**Work request:**
Give back the full listing that follows exactly as it reads.

**Entries shown:**
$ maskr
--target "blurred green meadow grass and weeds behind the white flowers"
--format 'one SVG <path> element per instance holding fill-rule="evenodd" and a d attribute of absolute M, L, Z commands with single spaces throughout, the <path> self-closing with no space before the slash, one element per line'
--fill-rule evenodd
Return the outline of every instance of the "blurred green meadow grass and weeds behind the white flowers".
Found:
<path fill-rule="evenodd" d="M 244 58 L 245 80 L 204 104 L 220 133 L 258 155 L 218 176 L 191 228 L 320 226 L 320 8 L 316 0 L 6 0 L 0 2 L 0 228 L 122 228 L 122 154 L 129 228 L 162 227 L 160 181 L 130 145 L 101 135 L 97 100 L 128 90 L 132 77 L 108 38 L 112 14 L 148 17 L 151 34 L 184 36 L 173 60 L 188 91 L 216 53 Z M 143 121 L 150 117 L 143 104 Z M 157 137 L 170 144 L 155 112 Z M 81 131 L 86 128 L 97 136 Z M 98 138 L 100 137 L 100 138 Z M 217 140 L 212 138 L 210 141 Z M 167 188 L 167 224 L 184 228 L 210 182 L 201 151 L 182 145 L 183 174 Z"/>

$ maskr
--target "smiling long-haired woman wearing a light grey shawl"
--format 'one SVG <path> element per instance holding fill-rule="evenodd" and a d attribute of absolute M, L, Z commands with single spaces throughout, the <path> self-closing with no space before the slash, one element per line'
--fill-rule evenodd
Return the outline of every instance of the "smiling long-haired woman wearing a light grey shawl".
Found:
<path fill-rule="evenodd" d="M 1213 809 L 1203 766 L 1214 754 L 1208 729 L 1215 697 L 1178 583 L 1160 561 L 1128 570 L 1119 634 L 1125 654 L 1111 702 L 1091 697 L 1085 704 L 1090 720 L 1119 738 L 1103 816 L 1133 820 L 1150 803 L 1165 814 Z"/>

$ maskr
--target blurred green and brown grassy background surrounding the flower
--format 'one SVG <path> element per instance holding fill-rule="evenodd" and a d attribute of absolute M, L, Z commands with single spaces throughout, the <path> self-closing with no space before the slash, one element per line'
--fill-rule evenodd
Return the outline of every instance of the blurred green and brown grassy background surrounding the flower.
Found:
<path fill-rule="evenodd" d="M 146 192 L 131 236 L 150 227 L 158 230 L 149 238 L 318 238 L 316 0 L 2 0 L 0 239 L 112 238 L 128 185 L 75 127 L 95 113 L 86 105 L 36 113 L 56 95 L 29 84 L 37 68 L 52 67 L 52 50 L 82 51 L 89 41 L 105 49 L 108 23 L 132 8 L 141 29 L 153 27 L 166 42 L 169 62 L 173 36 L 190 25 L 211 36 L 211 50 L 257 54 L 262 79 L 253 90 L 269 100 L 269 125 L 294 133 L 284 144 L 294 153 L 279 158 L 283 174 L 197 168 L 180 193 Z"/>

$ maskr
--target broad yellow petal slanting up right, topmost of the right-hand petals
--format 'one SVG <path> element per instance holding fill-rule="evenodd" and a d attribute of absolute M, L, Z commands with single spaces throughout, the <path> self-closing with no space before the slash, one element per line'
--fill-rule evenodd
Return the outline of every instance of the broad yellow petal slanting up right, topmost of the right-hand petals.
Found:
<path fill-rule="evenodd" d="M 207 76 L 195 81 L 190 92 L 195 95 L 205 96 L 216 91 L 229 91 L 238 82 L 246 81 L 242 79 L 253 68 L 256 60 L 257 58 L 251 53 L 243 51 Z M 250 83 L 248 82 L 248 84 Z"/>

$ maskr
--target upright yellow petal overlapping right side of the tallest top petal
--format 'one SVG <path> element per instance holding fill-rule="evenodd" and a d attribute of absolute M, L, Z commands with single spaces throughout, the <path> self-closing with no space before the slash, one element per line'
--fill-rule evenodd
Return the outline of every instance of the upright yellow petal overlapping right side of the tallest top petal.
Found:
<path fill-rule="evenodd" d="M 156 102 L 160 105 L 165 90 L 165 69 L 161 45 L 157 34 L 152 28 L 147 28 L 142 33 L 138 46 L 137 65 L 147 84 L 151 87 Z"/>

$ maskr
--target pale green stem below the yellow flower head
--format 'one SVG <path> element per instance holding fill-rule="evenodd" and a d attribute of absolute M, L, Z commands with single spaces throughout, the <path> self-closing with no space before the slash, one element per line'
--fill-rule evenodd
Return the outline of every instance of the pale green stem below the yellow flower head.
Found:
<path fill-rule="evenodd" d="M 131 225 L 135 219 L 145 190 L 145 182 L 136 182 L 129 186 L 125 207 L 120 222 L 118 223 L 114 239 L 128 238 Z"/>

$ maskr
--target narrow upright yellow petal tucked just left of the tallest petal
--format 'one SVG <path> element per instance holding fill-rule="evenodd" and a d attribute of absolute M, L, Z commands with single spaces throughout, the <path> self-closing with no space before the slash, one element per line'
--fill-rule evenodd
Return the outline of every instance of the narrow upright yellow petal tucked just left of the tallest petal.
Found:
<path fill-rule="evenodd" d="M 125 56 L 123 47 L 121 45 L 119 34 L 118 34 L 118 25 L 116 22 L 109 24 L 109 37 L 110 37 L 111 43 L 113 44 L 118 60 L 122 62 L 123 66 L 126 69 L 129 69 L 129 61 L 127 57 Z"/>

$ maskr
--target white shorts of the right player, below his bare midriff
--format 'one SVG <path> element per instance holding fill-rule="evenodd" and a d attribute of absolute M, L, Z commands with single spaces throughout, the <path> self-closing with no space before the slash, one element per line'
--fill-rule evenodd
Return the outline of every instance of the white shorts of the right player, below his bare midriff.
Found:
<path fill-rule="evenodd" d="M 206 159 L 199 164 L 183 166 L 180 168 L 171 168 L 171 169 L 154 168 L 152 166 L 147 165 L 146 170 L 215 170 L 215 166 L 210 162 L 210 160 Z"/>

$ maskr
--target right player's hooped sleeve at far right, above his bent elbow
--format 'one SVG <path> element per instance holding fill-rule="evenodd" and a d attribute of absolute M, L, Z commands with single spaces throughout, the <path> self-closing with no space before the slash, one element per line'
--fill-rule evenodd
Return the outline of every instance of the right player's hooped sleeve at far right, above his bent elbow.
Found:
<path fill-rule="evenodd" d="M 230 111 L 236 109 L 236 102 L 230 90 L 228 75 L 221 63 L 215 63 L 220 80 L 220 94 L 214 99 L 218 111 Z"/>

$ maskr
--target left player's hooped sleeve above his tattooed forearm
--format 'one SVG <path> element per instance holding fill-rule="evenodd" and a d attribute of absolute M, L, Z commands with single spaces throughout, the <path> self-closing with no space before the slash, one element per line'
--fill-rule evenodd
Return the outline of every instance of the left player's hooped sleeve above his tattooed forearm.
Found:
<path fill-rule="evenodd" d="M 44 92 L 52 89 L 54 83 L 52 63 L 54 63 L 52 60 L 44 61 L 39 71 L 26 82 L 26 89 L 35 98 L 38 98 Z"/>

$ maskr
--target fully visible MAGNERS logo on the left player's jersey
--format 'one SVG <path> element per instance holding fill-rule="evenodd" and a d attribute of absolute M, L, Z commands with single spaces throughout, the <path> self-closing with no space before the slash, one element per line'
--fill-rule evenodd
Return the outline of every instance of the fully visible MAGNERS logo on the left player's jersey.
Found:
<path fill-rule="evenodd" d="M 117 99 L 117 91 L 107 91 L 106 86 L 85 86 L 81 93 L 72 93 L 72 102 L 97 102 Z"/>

**Task output:**
$ maskr
--target "blurred green meadow grass and weeds behind the white flowers"
--format 'one SVG <path> element per instance holding fill-rule="evenodd" and a d attribute of absolute M, L, Z commands with single spaces throughout, the <path> self-closing with no space before the slash, one element per line'
--fill-rule evenodd
Return the outline of every instance of the "blurred green meadow grass and weeds behind the white flowers".
Found:
<path fill-rule="evenodd" d="M 244 58 L 245 80 L 204 104 L 220 133 L 258 155 L 218 176 L 191 228 L 320 226 L 320 8 L 316 0 L 6 0 L 0 2 L 0 228 L 122 228 L 122 154 L 129 228 L 162 227 L 160 181 L 130 145 L 101 135 L 97 100 L 128 90 L 132 77 L 108 38 L 112 14 L 148 17 L 151 34 L 184 36 L 173 60 L 188 91 L 216 53 Z M 143 121 L 150 117 L 143 104 Z M 157 137 L 170 144 L 155 112 Z M 81 131 L 86 128 L 97 136 Z M 98 138 L 100 137 L 100 138 Z M 217 140 L 212 138 L 210 141 Z M 167 188 L 167 224 L 184 228 L 210 182 L 201 151 L 182 145 L 183 174 Z"/>

$ maskr
--target "smiling long-haired woman wearing a light grey shawl"
--format 'one SVG <path> element per instance holding fill-rule="evenodd" and a d attribute of absolute M, L, Z commands with single spaces throughout, the <path> self-closing with no space before the slash, one element per line'
--fill-rule evenodd
Return the outline of every instance of the "smiling long-haired woman wearing a light grey shawl".
Found:
<path fill-rule="evenodd" d="M 1213 809 L 1203 766 L 1214 754 L 1208 729 L 1215 697 L 1178 583 L 1160 561 L 1128 570 L 1119 634 L 1125 654 L 1111 702 L 1091 697 L 1085 704 L 1090 720 L 1119 738 L 1103 816 L 1133 820 L 1150 803 L 1165 814 Z"/>

$ maskr
--target blurred green and brown grassy background surrounding the flower
--format 'one SVG <path> element per instance holding fill-rule="evenodd" and a d attribute of absolute M, L, Z commands with single spaces throughout, the <path> self-closing with no space before the slash, one element per line'
--fill-rule evenodd
Return the outline of every instance of the blurred green and brown grassy background surrounding the flower.
Found:
<path fill-rule="evenodd" d="M 146 192 L 131 236 L 150 227 L 158 230 L 149 238 L 318 238 L 316 0 L 2 0 L 0 239 L 112 238 L 128 185 L 75 127 L 95 113 L 86 105 L 36 113 L 56 95 L 29 84 L 37 68 L 52 67 L 52 50 L 82 51 L 89 41 L 105 49 L 108 23 L 132 8 L 141 29 L 153 27 L 166 42 L 169 62 L 173 36 L 190 25 L 211 36 L 211 50 L 257 54 L 262 79 L 253 90 L 269 100 L 269 125 L 294 133 L 284 144 L 294 153 L 279 158 L 283 174 L 197 168 L 180 193 Z"/>

$ maskr
--target broad yellow petal slanting up right, topmost of the right-hand petals
--format 'one SVG <path> element per instance holding fill-rule="evenodd" and a d attribute of absolute M, L, Z commands with single spaces throughout, the <path> self-closing with no space before the slash, one element per line'
--fill-rule evenodd
Return the outline of every instance of the broad yellow petal slanting up right, topmost of the right-hand petals.
Found:
<path fill-rule="evenodd" d="M 207 76 L 195 81 L 190 92 L 195 95 L 205 96 L 216 91 L 229 91 L 238 82 L 246 81 L 242 79 L 253 68 L 256 60 L 257 58 L 251 53 L 243 51 Z M 250 83 L 248 82 L 248 84 Z"/>

$ maskr
--target upright yellow petal overlapping right side of the tallest top petal
--format 'one SVG <path> element per instance holding fill-rule="evenodd" and a d attribute of absolute M, L, Z commands with single spaces throughout, the <path> self-closing with no space before the slash, one element per line'
--fill-rule evenodd
Return the outline of every instance of the upright yellow petal overlapping right side of the tallest top petal.
Found:
<path fill-rule="evenodd" d="M 156 102 L 160 105 L 165 90 L 165 69 L 161 45 L 157 34 L 152 28 L 147 28 L 142 33 L 138 46 L 137 65 L 147 84 L 151 87 Z"/>

$ maskr
--target pale green stem below the yellow flower head
--format 'one SVG <path> element per instance holding fill-rule="evenodd" and a d attribute of absolute M, L, Z commands with single spaces throughout, the <path> self-closing with no space before the slash, one element per line'
--fill-rule evenodd
Return the outline of every instance of the pale green stem below the yellow flower head.
Found:
<path fill-rule="evenodd" d="M 131 225 L 135 219 L 145 190 L 145 182 L 136 182 L 129 186 L 125 207 L 120 222 L 118 223 L 114 239 L 128 238 Z"/>

$ maskr
--target narrow upright yellow petal tucked just left of the tallest petal
--format 'one SVG <path> element per instance holding fill-rule="evenodd" and a d attribute of absolute M, L, Z commands with single spaces throughout, the <path> self-closing with no space before the slash, one element per line'
--fill-rule evenodd
Return the outline of every instance of the narrow upright yellow petal tucked just left of the tallest petal.
Found:
<path fill-rule="evenodd" d="M 125 56 L 123 47 L 121 45 L 119 34 L 118 34 L 118 25 L 116 22 L 109 24 L 109 37 L 110 37 L 111 43 L 113 44 L 118 60 L 122 62 L 123 66 L 126 69 L 129 69 L 129 61 L 127 57 Z"/>

$ maskr
--target white shorts of the right player, below his bare midriff
--format 'one SVG <path> element per instance holding fill-rule="evenodd" and a d attribute of absolute M, L, Z commands with single spaces throughout, the <path> self-closing with no space before the slash, one element per line'
--fill-rule evenodd
Return the outline of every instance of the white shorts of the right player, below his bare midriff.
Found:
<path fill-rule="evenodd" d="M 206 159 L 199 164 L 183 166 L 180 168 L 171 168 L 171 169 L 154 168 L 152 166 L 147 165 L 146 170 L 215 170 L 215 166 L 210 162 L 210 160 Z"/>

$ maskr
--target right player's hooped sleeve at far right, above his bent elbow
--format 'one SVG <path> element per instance holding fill-rule="evenodd" and a d attribute of absolute M, L, Z commands with single spaces throughout, the <path> self-closing with no space before the slash, one element per line'
--fill-rule evenodd
Return the outline of every instance of the right player's hooped sleeve at far right, above his bent elbow.
Found:
<path fill-rule="evenodd" d="M 230 111 L 236 109 L 236 102 L 230 90 L 228 75 L 221 63 L 215 63 L 220 80 L 220 94 L 214 99 L 218 111 Z"/>

$ maskr
--target left player's hooped sleeve above his tattooed forearm
--format 'one SVG <path> element per instance holding fill-rule="evenodd" and a d attribute of absolute M, L, Z commands with single spaces throughout, the <path> self-closing with no space before the slash, one element per line'
--fill-rule evenodd
Return the outline of every instance of the left player's hooped sleeve above his tattooed forearm.
Found:
<path fill-rule="evenodd" d="M 44 92 L 52 89 L 54 83 L 52 63 L 54 63 L 52 60 L 44 61 L 39 71 L 26 82 L 26 89 L 35 98 L 38 98 Z"/>

$ maskr
--target fully visible MAGNERS logo on the left player's jersey
--format 'one SVG <path> element per instance holding fill-rule="evenodd" and a d attribute of absolute M, L, Z commands with single spaces throughout, the <path> self-closing with no space before the slash, one element per line'
--fill-rule evenodd
Return the outline of every instance of the fully visible MAGNERS logo on the left player's jersey.
Found:
<path fill-rule="evenodd" d="M 117 99 L 117 91 L 107 91 L 106 86 L 85 86 L 81 93 L 72 93 L 72 102 L 97 102 Z"/>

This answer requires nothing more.